#### Material

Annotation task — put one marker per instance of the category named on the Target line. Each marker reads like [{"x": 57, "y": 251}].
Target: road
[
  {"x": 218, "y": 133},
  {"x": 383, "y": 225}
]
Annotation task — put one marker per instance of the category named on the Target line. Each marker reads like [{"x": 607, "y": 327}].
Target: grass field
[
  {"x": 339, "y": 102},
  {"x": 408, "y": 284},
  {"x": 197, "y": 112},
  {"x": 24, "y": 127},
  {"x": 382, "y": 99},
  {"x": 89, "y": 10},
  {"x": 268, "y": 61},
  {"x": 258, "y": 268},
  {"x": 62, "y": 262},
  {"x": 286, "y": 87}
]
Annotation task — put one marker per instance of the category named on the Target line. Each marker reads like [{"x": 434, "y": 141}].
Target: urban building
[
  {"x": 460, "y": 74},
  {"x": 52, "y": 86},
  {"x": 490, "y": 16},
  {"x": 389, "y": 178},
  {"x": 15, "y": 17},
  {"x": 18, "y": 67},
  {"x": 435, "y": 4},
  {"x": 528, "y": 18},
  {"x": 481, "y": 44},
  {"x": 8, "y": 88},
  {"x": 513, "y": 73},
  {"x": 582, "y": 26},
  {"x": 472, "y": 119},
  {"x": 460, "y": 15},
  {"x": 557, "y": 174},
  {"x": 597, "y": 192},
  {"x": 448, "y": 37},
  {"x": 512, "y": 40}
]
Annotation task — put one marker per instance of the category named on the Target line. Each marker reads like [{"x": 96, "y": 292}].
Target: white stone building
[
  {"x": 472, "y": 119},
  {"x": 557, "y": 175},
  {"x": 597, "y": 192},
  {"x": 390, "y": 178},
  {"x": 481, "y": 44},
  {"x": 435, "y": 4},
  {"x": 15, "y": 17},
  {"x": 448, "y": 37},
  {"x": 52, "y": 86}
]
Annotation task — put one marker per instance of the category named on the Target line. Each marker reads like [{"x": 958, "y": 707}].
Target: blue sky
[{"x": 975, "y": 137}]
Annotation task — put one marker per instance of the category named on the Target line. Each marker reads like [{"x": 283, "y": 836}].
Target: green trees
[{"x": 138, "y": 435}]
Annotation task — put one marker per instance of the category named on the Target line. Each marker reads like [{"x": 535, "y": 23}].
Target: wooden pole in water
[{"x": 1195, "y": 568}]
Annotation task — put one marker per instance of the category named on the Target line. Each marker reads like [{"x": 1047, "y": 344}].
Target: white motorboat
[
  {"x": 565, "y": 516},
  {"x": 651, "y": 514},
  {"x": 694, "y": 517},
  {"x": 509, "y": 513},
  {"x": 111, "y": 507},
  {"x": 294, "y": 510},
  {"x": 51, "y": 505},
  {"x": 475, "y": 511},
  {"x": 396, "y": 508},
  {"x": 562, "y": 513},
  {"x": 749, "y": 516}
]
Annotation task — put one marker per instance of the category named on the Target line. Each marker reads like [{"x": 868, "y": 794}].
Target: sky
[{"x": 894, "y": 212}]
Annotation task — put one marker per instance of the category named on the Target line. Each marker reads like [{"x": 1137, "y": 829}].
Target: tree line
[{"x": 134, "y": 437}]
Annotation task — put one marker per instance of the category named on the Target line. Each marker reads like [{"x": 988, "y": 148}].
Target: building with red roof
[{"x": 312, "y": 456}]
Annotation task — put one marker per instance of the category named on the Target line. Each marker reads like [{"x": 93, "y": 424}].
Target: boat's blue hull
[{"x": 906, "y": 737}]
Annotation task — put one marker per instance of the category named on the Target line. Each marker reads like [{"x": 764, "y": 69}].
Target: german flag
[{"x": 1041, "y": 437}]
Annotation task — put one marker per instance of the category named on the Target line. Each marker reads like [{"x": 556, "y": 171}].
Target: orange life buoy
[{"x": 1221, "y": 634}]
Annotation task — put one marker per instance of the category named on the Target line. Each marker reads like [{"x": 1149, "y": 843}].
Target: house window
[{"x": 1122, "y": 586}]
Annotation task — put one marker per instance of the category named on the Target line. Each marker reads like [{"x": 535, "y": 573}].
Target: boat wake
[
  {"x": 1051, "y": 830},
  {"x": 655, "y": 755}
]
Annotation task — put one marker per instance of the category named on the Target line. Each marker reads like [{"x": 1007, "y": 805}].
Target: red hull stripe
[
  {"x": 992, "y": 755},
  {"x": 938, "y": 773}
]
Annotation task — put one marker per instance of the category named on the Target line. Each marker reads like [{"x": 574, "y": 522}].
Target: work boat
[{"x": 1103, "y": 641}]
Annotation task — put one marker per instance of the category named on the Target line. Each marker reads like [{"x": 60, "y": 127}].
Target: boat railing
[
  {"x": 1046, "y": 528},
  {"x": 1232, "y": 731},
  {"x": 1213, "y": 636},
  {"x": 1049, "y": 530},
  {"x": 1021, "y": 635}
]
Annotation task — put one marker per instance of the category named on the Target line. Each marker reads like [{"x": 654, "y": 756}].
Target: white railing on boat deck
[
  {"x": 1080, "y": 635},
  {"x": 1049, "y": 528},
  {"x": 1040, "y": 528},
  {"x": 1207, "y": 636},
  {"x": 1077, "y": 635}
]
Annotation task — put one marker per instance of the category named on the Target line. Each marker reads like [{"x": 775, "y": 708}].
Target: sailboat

########

What is asked.
How many of the lines above contain the string "white"? Case counts, and give only the number.

Exercise solution.
3